## Task details
Identify every line in the records below that contains the word "visible", and copy each of those lines.

## Entries supplied
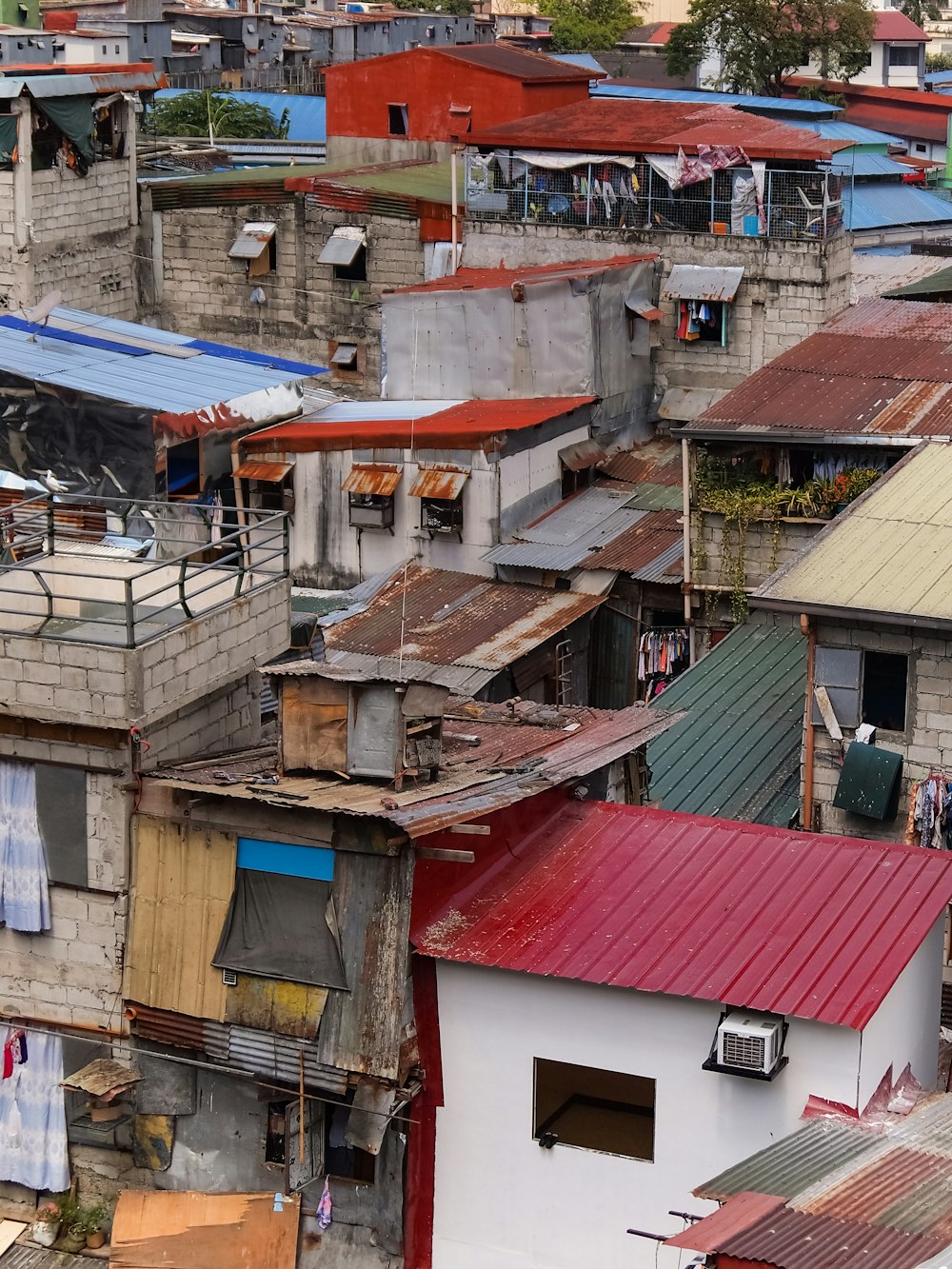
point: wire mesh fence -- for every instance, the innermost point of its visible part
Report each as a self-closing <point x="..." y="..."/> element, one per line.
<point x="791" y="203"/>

--

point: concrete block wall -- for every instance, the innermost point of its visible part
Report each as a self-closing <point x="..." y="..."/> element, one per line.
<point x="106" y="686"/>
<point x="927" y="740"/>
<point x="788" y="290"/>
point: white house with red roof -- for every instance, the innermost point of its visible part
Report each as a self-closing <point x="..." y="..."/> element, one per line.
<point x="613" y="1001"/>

## Solution below
point: wire mesh fence -- for every instance, the innermost point of its visible part
point: concrete block wall -- for every instance, the innermost point of its visible part
point: white house with red roof -- for every instance, the innermost point of its visible part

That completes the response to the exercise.